Turn every line of the items below into a Markdown table with two columns, Row and Line, numbering the rows and skipping blank lines. Leave the pictures out.

- [Entries shown]
* * *
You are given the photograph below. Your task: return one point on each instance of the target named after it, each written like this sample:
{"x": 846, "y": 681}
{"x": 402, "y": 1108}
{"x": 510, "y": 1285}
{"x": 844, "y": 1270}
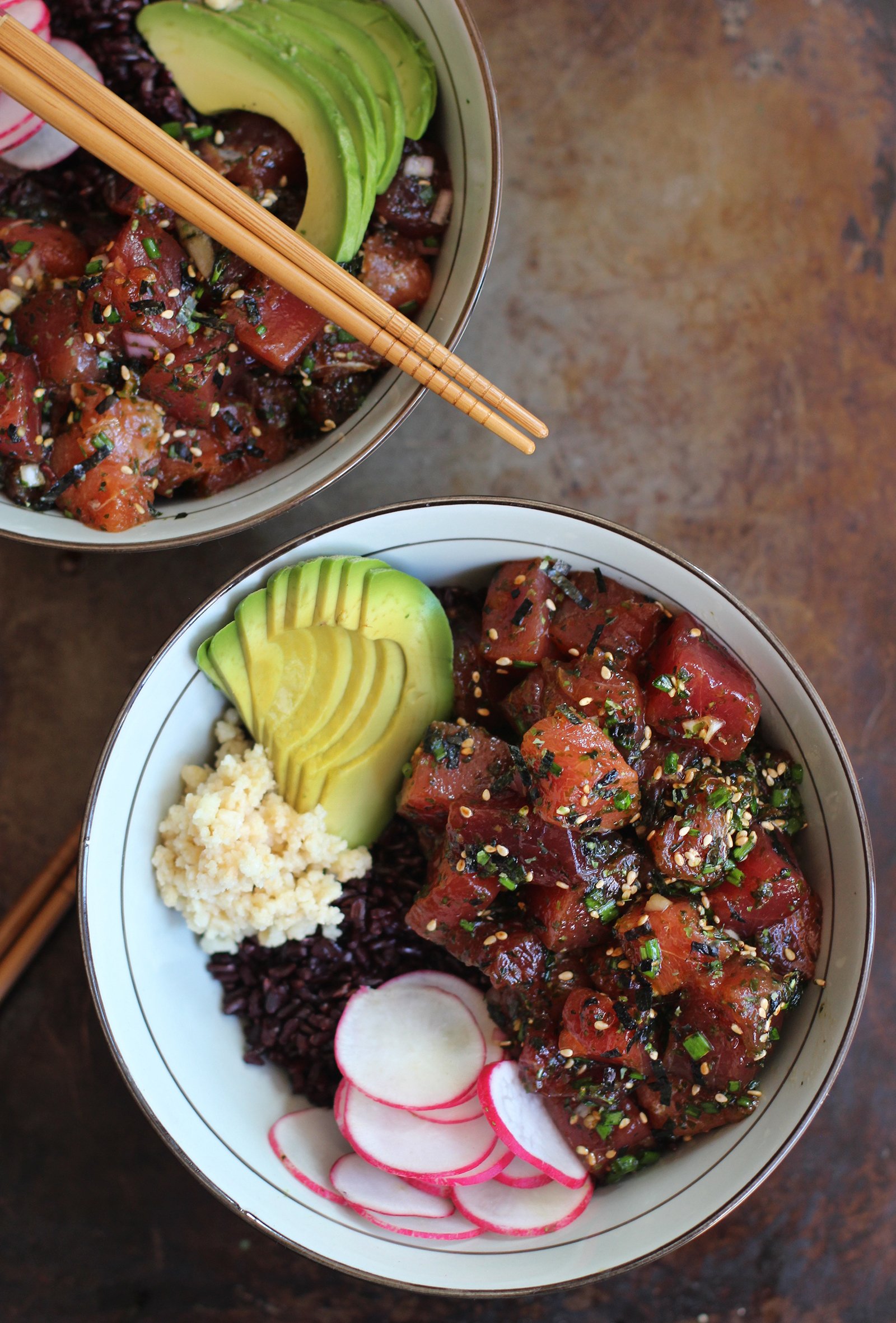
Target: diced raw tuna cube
{"x": 698, "y": 690}
{"x": 141, "y": 283}
{"x": 605, "y": 617}
{"x": 48, "y": 324}
{"x": 516, "y": 614}
{"x": 36, "y": 250}
{"x": 113, "y": 454}
{"x": 191, "y": 380}
{"x": 270, "y": 323}
{"x": 577, "y": 774}
{"x": 691, "y": 843}
{"x": 20, "y": 412}
{"x": 668, "y": 947}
* * *
- [Complete response]
| Row | Line |
|---|---|
| 1 | You are given the photograph below. Your task: return one point on each instance of the target named after it, each written like this sample: |
| 2 | {"x": 846, "y": 681} |
| 3 | {"x": 402, "y": 1108} |
| 4 | {"x": 510, "y": 1285} |
| 5 | {"x": 844, "y": 1270} |
| 6 | Target: diced raw tuna cube |
| 7 | {"x": 698, "y": 690} |
| 8 | {"x": 141, "y": 283} |
| 9 | {"x": 605, "y": 617} |
| 10 | {"x": 48, "y": 324} |
| 11 | {"x": 516, "y": 614} |
| 12 | {"x": 36, "y": 250} |
| 13 | {"x": 113, "y": 454} |
| 14 | {"x": 191, "y": 380} |
| 15 | {"x": 270, "y": 323} |
| 16 | {"x": 577, "y": 774} |
| 17 | {"x": 691, "y": 843} |
| 18 | {"x": 20, "y": 412} |
| 19 | {"x": 668, "y": 947} |